Dataset entries:
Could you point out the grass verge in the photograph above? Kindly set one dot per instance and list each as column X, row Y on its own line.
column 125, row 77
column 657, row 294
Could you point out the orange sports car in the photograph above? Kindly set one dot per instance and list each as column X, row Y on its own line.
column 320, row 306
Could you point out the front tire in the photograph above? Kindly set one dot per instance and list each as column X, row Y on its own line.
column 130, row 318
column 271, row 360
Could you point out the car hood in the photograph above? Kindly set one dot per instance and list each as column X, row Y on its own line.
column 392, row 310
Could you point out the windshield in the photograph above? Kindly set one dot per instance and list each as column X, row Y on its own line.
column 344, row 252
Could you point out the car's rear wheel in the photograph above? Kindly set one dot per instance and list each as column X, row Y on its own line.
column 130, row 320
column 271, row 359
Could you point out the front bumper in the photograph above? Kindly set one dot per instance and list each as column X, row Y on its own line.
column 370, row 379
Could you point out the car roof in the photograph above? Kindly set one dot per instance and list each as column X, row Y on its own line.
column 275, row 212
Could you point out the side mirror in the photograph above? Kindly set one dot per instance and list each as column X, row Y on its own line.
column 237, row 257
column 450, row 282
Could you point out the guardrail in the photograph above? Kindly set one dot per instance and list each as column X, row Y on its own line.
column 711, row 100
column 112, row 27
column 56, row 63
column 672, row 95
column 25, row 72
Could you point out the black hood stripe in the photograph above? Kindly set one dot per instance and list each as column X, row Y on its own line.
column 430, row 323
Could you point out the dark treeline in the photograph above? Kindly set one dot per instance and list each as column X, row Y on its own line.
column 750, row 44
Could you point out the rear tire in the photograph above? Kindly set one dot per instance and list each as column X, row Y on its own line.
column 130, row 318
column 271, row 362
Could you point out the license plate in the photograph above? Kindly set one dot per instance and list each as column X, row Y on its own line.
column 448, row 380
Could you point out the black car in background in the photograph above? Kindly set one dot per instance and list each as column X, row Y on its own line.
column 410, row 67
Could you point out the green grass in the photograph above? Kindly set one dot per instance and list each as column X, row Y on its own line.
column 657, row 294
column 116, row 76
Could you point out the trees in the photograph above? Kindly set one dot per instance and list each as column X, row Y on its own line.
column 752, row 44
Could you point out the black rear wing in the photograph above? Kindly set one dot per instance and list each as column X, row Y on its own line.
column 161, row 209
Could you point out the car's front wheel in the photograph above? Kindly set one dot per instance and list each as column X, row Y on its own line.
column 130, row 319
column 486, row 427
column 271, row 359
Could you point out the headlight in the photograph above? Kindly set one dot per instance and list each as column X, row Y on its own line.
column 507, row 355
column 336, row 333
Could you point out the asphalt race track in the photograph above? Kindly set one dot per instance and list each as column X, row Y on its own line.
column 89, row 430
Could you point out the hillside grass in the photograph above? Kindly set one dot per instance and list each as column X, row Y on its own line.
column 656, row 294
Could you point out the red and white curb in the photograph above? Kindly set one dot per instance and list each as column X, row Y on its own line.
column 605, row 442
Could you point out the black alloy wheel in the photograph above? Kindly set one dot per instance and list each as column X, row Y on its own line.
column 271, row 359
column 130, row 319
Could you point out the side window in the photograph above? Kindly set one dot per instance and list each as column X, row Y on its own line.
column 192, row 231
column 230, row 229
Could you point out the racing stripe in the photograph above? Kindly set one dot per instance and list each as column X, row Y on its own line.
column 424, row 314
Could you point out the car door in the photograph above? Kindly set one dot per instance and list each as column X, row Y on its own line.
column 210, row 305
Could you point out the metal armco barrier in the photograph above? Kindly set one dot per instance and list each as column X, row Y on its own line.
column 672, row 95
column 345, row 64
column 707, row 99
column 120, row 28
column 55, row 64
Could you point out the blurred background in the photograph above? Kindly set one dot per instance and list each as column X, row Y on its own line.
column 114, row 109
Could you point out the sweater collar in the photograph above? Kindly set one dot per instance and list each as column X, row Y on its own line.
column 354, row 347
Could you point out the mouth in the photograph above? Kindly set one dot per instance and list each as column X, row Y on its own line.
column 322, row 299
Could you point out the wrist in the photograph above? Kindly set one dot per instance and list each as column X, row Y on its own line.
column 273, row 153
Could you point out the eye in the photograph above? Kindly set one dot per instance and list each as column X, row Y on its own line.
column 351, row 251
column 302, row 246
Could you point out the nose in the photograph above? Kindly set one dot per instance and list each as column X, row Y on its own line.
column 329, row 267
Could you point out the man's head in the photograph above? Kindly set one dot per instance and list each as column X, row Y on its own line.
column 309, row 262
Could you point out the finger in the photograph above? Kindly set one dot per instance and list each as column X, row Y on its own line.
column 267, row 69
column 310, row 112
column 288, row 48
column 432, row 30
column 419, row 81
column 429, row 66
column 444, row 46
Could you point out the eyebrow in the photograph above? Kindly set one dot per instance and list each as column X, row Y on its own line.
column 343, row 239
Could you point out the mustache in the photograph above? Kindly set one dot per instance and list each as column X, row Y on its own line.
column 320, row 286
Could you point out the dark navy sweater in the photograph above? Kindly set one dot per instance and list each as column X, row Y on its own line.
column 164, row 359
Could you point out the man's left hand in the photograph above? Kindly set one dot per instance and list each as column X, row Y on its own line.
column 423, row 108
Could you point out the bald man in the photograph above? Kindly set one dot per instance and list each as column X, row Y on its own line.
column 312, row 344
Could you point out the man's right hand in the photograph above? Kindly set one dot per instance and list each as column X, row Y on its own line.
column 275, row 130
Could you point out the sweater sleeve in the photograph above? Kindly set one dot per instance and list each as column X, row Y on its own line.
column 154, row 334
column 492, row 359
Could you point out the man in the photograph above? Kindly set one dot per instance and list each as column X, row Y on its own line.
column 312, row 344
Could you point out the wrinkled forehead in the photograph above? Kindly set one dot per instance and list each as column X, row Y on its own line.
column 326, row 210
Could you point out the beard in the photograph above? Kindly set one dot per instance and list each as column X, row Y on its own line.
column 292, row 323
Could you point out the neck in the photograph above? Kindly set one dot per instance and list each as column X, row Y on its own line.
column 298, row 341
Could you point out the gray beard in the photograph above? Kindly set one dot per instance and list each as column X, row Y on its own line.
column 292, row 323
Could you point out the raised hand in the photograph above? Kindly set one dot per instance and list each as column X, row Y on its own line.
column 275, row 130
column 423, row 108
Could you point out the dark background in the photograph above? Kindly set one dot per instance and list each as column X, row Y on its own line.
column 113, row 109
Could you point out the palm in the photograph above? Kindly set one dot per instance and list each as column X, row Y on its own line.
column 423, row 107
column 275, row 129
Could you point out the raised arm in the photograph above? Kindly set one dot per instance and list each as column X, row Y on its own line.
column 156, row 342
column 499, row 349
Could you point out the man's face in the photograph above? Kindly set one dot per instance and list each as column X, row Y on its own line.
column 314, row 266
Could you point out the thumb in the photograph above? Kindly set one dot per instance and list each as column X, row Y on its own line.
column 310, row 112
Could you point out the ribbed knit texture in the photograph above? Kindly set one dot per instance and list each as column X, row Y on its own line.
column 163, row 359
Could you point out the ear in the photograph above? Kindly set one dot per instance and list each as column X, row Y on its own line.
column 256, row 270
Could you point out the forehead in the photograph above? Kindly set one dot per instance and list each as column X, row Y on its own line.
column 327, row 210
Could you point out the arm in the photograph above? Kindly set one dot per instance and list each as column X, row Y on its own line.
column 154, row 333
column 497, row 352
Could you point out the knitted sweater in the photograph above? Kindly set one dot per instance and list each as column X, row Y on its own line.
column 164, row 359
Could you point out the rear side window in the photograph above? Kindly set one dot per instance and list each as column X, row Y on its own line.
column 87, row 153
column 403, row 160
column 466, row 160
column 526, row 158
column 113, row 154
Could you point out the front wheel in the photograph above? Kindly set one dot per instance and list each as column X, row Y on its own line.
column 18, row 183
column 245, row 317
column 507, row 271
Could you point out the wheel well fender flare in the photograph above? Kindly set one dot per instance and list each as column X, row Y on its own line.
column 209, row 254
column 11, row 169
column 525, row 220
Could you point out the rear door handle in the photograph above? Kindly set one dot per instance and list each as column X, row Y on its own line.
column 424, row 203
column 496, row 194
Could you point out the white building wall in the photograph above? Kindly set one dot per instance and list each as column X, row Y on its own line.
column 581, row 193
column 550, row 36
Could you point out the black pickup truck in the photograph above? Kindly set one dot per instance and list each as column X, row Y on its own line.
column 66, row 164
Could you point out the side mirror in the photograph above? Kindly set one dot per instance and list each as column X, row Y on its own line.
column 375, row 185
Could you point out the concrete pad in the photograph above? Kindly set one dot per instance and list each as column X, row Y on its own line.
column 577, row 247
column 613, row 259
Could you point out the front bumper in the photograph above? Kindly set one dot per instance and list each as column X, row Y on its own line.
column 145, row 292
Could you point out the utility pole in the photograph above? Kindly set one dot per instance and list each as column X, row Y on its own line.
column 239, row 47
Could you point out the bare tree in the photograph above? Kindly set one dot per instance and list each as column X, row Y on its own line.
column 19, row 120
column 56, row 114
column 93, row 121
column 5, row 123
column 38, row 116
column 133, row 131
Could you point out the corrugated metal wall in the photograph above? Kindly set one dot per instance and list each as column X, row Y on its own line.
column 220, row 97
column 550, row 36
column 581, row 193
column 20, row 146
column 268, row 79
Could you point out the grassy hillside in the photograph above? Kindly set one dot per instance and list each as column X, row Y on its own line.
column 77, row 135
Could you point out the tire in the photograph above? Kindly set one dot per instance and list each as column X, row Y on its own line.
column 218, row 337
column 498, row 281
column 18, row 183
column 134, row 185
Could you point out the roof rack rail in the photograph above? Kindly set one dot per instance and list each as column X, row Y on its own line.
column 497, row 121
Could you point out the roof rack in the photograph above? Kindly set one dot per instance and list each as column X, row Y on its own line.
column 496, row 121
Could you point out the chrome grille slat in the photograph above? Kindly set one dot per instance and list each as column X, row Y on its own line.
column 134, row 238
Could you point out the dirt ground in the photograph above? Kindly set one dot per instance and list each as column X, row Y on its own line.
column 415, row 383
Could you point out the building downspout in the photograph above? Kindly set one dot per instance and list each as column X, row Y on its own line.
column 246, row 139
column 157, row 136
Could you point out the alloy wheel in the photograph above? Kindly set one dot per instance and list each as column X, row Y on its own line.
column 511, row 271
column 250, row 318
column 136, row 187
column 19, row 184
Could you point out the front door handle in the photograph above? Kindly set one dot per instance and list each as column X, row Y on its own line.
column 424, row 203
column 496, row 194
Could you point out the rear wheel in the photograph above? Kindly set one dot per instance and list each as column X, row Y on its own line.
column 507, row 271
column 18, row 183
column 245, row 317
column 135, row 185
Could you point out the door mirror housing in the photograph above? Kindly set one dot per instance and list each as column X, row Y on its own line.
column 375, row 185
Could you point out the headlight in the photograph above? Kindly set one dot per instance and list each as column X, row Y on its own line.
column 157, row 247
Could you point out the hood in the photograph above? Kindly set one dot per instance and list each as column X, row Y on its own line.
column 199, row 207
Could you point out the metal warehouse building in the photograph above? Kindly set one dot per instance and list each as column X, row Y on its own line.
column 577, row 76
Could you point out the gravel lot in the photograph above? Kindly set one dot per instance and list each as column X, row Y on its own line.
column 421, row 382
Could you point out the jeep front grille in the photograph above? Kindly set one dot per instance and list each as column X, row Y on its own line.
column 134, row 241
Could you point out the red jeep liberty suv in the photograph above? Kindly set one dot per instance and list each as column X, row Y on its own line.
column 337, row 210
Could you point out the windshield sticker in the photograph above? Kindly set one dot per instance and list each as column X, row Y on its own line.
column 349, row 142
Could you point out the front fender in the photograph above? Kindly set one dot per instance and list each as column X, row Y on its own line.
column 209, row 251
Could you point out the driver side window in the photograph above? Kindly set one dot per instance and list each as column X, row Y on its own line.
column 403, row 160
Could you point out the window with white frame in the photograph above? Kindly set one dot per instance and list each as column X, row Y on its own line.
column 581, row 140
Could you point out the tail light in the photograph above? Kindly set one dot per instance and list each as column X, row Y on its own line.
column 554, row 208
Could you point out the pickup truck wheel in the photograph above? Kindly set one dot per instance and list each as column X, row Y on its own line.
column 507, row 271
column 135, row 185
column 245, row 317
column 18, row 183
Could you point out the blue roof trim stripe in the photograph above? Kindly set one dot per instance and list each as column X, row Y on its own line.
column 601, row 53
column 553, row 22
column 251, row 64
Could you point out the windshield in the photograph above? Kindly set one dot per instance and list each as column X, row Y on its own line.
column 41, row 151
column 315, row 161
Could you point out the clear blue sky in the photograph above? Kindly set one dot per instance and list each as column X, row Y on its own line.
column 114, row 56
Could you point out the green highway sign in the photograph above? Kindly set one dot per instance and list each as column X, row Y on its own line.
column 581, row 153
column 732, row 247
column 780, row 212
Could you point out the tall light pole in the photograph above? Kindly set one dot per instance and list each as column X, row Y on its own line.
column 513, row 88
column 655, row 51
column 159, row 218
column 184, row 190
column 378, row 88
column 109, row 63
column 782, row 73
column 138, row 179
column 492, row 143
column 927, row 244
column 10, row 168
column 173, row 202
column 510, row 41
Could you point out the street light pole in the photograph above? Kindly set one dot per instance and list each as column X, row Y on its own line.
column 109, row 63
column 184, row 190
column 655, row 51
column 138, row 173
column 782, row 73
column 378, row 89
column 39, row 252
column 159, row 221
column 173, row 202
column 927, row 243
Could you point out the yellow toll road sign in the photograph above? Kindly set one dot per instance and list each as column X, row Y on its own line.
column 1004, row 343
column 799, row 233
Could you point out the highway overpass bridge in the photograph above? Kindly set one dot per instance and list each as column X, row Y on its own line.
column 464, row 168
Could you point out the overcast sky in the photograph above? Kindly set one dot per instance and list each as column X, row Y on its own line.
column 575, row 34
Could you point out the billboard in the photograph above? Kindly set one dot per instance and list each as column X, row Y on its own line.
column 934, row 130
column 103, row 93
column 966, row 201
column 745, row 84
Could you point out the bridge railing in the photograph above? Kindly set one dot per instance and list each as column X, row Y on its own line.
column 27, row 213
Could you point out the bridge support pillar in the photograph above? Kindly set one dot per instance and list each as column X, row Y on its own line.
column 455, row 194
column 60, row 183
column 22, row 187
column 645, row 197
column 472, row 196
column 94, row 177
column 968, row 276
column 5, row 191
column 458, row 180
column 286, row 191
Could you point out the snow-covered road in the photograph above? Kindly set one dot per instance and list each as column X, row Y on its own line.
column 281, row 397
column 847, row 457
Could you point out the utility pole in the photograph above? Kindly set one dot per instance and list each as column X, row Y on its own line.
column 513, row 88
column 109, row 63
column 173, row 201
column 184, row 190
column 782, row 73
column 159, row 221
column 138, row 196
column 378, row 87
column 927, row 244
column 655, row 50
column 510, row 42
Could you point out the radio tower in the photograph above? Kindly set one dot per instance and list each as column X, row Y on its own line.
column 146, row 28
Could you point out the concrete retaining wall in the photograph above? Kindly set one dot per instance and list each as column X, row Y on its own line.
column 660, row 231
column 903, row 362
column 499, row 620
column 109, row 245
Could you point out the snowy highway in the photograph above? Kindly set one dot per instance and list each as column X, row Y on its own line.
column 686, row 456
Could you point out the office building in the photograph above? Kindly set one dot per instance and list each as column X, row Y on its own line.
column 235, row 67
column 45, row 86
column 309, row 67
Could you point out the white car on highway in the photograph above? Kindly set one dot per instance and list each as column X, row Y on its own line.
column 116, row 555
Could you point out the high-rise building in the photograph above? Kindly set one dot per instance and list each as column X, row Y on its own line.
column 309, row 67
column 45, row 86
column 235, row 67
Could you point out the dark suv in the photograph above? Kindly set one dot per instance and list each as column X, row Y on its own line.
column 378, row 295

What this task involves: Each line from the one containing "Could you point out the snowy" through the final line of the listing above should be returned exactly; return nothing else.

Output below:
Could you point out the snowy highway in the photograph above? Kindly set one dot per instance and list each as column X, row Y on its own line.
column 686, row 456
Could you point out the office building in the photograph above? Kindly set one dot per instance and list each as column X, row Y on its own line.
column 235, row 67
column 45, row 86
column 309, row 67
Could you point out the white car on highway in the photograph above? Kindly set one dot per instance and list each as column X, row Y on its own line.
column 116, row 555
Could you point out the high-rise building in the photograph above? Kindly set one dot per instance and list each as column X, row Y on its own line.
column 309, row 67
column 45, row 86
column 235, row 67
Could you point out the dark suv in the photograph above? Kindly set one dot per instance and list each as column X, row Y on its own line.
column 378, row 295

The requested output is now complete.